■ What is needed ■
Restate the entries below word for word, omitting nothing.

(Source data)

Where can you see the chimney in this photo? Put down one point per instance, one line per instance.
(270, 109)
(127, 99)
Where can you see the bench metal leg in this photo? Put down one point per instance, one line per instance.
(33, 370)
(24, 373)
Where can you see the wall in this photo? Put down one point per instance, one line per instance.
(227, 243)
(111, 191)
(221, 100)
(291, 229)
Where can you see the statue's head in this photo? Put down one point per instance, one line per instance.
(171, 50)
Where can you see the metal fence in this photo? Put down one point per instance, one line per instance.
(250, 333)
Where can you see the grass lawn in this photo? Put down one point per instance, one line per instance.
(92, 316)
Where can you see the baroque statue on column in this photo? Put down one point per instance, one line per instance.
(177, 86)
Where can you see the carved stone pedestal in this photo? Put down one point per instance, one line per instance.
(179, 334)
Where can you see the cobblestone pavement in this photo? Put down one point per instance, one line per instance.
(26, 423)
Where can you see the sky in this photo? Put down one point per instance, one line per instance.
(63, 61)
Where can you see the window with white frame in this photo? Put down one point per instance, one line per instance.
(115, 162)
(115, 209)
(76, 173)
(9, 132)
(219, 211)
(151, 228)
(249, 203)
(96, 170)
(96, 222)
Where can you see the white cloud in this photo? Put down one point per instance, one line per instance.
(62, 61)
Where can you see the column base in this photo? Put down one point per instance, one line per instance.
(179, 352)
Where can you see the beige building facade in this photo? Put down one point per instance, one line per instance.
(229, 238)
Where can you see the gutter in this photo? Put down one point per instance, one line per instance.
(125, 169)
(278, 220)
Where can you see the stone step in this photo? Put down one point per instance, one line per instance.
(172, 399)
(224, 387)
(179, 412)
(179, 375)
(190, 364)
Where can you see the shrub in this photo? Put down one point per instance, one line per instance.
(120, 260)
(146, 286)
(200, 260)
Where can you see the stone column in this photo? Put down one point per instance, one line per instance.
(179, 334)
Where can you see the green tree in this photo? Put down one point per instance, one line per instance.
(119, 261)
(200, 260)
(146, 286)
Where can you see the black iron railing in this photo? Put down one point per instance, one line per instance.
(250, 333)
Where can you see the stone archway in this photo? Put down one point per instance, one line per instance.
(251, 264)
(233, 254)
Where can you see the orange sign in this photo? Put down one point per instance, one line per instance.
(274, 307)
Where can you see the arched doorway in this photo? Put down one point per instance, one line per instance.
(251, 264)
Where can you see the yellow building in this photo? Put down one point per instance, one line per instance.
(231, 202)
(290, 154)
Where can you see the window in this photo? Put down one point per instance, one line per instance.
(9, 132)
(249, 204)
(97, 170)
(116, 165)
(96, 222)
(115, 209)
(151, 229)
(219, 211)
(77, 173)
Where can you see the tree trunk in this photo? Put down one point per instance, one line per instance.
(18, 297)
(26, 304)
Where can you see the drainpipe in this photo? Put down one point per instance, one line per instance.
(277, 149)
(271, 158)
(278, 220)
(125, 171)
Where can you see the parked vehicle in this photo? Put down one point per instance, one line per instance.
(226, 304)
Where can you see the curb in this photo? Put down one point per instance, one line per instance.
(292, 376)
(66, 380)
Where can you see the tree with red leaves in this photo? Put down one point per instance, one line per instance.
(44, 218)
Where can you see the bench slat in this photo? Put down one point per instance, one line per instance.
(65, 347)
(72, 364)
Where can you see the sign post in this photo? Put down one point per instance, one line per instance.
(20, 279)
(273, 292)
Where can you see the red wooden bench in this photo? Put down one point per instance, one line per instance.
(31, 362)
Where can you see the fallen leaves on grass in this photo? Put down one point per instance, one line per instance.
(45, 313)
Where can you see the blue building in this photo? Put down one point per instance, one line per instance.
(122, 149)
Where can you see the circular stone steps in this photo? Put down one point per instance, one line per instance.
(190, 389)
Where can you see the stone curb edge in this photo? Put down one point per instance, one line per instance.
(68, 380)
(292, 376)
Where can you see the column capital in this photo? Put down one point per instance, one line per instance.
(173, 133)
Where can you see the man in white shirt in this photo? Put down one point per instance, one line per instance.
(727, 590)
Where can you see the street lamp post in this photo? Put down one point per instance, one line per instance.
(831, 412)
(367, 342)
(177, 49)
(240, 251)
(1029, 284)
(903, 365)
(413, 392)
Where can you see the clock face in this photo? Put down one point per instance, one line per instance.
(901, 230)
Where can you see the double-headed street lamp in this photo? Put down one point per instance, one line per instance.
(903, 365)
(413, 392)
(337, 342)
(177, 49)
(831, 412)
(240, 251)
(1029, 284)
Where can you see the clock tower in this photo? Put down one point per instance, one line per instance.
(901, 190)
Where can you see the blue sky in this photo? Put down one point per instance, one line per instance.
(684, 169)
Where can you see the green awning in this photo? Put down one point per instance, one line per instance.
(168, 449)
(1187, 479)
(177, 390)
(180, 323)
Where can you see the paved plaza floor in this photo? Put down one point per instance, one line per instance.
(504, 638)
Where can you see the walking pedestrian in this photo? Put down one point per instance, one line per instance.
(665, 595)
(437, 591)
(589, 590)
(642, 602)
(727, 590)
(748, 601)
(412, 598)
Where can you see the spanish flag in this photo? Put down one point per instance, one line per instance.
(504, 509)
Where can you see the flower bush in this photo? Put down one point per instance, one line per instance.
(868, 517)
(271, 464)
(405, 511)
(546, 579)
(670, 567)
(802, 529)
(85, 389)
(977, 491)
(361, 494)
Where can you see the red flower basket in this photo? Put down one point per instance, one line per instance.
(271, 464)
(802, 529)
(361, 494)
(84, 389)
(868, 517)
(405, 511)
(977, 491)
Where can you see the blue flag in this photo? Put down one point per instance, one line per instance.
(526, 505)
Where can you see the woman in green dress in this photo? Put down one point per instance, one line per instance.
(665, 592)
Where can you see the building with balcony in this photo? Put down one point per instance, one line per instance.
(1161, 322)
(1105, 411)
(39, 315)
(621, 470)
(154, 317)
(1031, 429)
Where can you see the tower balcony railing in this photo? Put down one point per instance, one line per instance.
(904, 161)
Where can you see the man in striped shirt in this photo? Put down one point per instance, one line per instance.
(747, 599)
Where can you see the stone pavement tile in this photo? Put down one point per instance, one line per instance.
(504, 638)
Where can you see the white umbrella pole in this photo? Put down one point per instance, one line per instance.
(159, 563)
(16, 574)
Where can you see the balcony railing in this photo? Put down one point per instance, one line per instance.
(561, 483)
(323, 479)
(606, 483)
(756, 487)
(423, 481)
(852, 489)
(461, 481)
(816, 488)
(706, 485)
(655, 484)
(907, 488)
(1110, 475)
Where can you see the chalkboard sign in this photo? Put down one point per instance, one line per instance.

■ Task solution ■
Where can you see the chimney in this photo? Put down one point per instance, one line per instance.
(270, 109)
(127, 99)
Where can you see the bench metal leg in this photo? Put down one point per instance, one line per instance.
(33, 370)
(24, 373)
Where can you see the wall in this photo? Put down one point per instance, one line per instance.
(227, 243)
(111, 191)
(221, 100)
(291, 229)
Where can you see the statue's head in this photo? Put down one point per instance, one line per instance.
(171, 50)
Where can you see the metal fence in this photo? Put down one point per instance, one line per instance.
(250, 333)
Where can you see the grass lawn in this photo? Put down one point per instance, one line per instance.
(92, 316)
Where can you see the baroque statue on column in this photo? Put down one point per instance, one line per instance.
(177, 86)
Where can you see the carved stone pedestal in this photo? Put down one point per instance, one line per instance.
(179, 334)
Where can you see the cobblestone pavement in this photo? Put down one point per instance, one line per instance.
(26, 423)
Where can you see the sky in this photo? Put down one point per instance, one line per instance.
(63, 61)
Where can you see the window with white frame in this photo? Put down one point per instance, one line per instance.
(115, 162)
(115, 209)
(76, 173)
(9, 132)
(219, 211)
(151, 228)
(249, 203)
(96, 170)
(96, 222)
Where can you see the white cloud in this photo? Put down one point per instance, one line per instance.
(62, 61)
Where can you see the column base in this photo? Put down one point per instance, one line per instance.
(179, 352)
Where can you see the beige building facade in this photo? Put down one point per instance, one line per instance.
(229, 238)
Where can you see the gutter in this photo? Put down one point per instance, one line per instance.
(125, 169)
(278, 220)
Where can you see the stone step in this photo? Put down one point per instance, one line per instance.
(172, 399)
(224, 387)
(179, 412)
(179, 375)
(190, 364)
Where can you see the shrub in this photo? Put down one point per instance, one line per instance.
(120, 260)
(146, 286)
(200, 260)
Where can you see the stone column in this photo? Put down one point per instance, one line per instance.
(179, 334)
Where can you see the green tree in this photo? Put down one point per instance, one line per instance.
(119, 261)
(200, 260)
(146, 286)
Where can you see the black iron railing in this photo? Put down one point per instance, one line per instance.
(250, 333)
Where can you see the stone archway in this photo? Put down one point per instance, one line per instance.
(251, 264)
(233, 254)
Where can you see the orange sign in this photo? Put down one point per instance, one line per instance.
(274, 307)
Where can you see the arched doorway in this photo? Put down one point per instance, one line per instance.
(251, 264)
Where can you see the yellow building in this photo? Put down one point per instance, one line per instance.
(231, 202)
(290, 154)
Where can you see the window in this photo? Put down one point per instance, one line per instance.
(9, 132)
(249, 204)
(97, 170)
(116, 165)
(96, 222)
(115, 209)
(151, 229)
(219, 211)
(77, 173)
Where can you see the tree trunk in this photo? Put down one point per instance, one line per instance.
(18, 297)
(26, 304)
Where can you see the drainpipe in this photo? Put down one point per instance, one line per instance.
(277, 149)
(271, 158)
(278, 220)
(125, 171)
Where can you see the parked vehicle in this photo? Put down one point per instance, one line per instance.
(226, 304)
Where can you see the curb in this photo? Put down one point per instance, one line per instance.
(292, 376)
(66, 380)
Where can you see the tree with red leaves in this photo? Put down one point per instance, one line per instance.
(44, 218)
Where can you see the bench slat in this photo? Put down one point per instance, one line per instance.
(65, 347)
(72, 364)
Where can you see the sign post in this photo? Put down one point per instance, one line per instance.
(20, 279)
(273, 292)
Where can you see the red wooden bench in this photo? Put down one point per instance, one line per instance.
(31, 362)
Where can you see the fallen leaves on grass in this photo? Put down one point per instance, one line per instance.
(45, 313)
Where can you see the blue building in this photo? Put down one point per instance, one line per instance.
(122, 149)
Where can you see the circular stone steps in this photo? Put down one point per instance, one line per instance.
(190, 389)
Where can you see the stone curb edge in this photo? Put down one point per instance, one line per instance.
(68, 380)
(292, 376)
Where can you see the column capital in this photo? Put down one point per instance, one line per instance.
(173, 133)
Where can you see the man in white shirt in this photo? Put down one point per instance, one line per instance.
(727, 590)
Where can you see the street lamp post in this photo? Put down one point per instance, one line per instance.
(831, 412)
(367, 342)
(177, 49)
(240, 251)
(1029, 284)
(903, 365)
(413, 392)
Where can you see the clock face in this photo? Put down one point per instance, one line per instance.
(901, 230)
Where can you see the double-headed street lamp in this photo? Put down one point per instance, one line per instance.
(903, 365)
(413, 392)
(337, 342)
(177, 49)
(831, 412)
(240, 251)
(1029, 284)
Where can you see the clock tower in this photo? Put down one point per instance, one line per instance.
(901, 190)
Where can you see the blue sky in this photo? Put down one point per instance, one line per instance.
(684, 169)
Where can you see the green awning in this photo? Put down one point per instance, one line per instance.
(168, 449)
(1187, 479)
(177, 390)
(180, 323)
Where can you see the paved plaza floor in this photo? Put down one point per instance, one line per instance.
(504, 638)
Where can you see the walking pedestrian in this photo? Put down one point per instance, one line per instance.
(665, 595)
(437, 591)
(589, 590)
(642, 602)
(727, 590)
(748, 601)
(412, 598)
Where can you see the spanish flag in this photo? Put down one point per instance, one line per instance.
(504, 509)
Where can you see the flower bush in this photo? Put down one point per instance, one line per instance.
(868, 517)
(271, 464)
(405, 511)
(546, 579)
(670, 567)
(802, 529)
(85, 389)
(977, 491)
(361, 494)
Where can you see the red flower basket in this photo? Put down one point per instance, one line per instance.
(271, 464)
(802, 529)
(361, 494)
(84, 389)
(868, 517)
(405, 511)
(977, 491)
Where can you see the blue flag in this photo? Put down one point per instance, one line per instance.
(526, 505)
Where can you see the woman in green dress in this photo? Put down one point per instance, one line per instance.
(665, 592)
Where can you see the building with balcony in this photo? Put down one point per instance, one line per instance.
(1161, 322)
(1105, 411)
(39, 315)
(621, 470)
(154, 317)
(1031, 429)
Where can you see the tower balcony railing in this photo? Put down one point per instance, one line per instance.
(904, 161)
Where can you see the man in striped shirt in this photo? Put down one point per instance, one line per instance.
(747, 599)
Where can you see the stone pavement tile in this photo? Put down one point per instance, one line per instance.
(504, 638)
Where can you see the white umbrella pole in this photo? Put down one point per instance, one line per instance.
(159, 563)
(16, 574)
Where can you see the balcony railing in this photo? Put down one point per instance, one line per instance.
(561, 483)
(323, 479)
(606, 483)
(756, 487)
(423, 481)
(852, 489)
(461, 481)
(816, 488)
(706, 485)
(655, 484)
(907, 488)
(1110, 475)
Where can you see the chalkboard sign in this photo? Put down one point per instance, one line per instance.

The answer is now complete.